About this task
Repeat every record exactly as written, but leave out the pictures.

Provided records
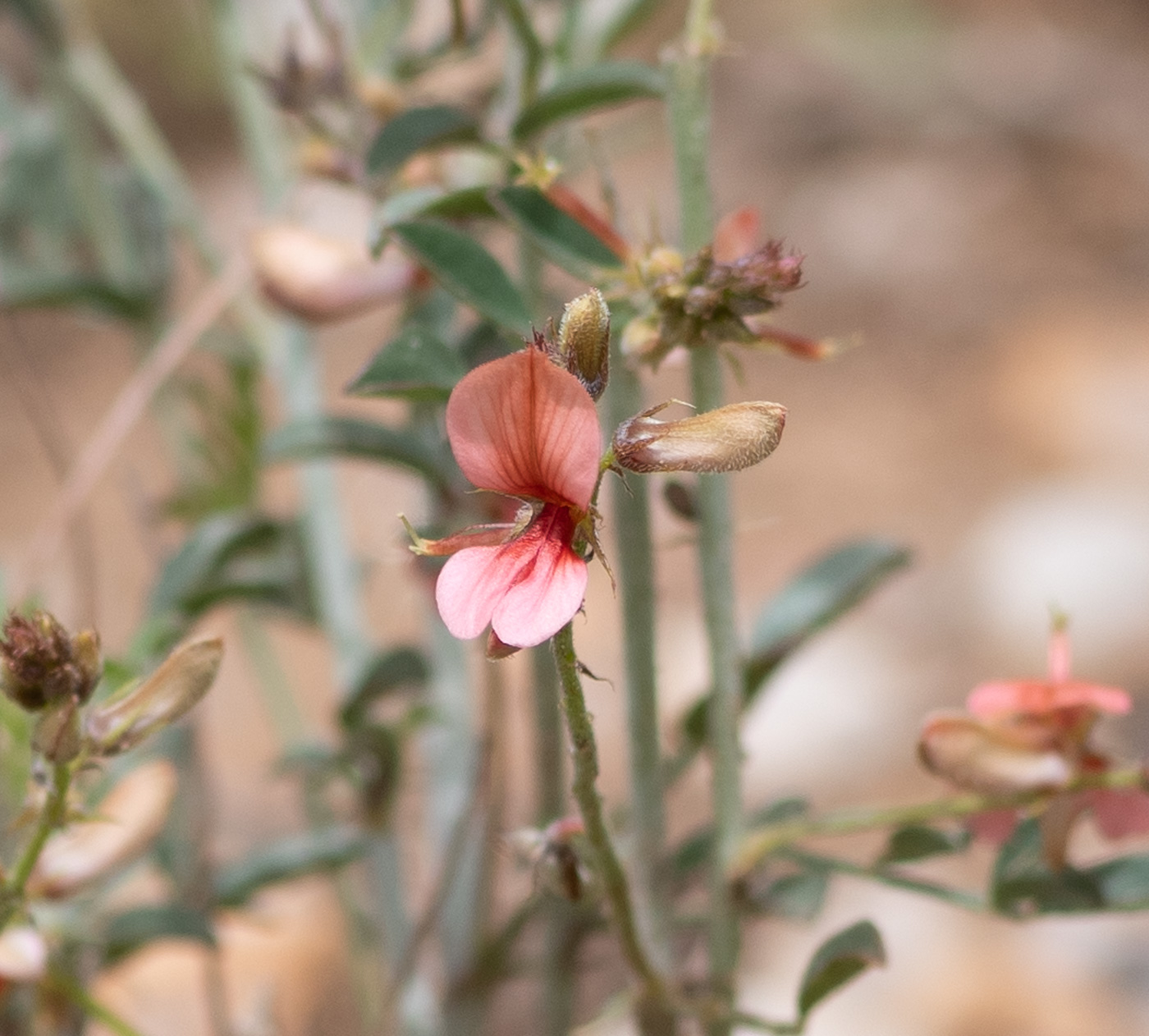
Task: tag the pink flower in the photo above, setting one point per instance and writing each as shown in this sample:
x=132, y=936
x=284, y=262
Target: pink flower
x=1033, y=735
x=522, y=427
x=1037, y=697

Task solution
Task: tag the pink flower in the photo above, setting one point per instance and writing each as shown in this sample:
x=132, y=936
x=284, y=262
Target: pink flower
x=1033, y=735
x=522, y=427
x=1037, y=697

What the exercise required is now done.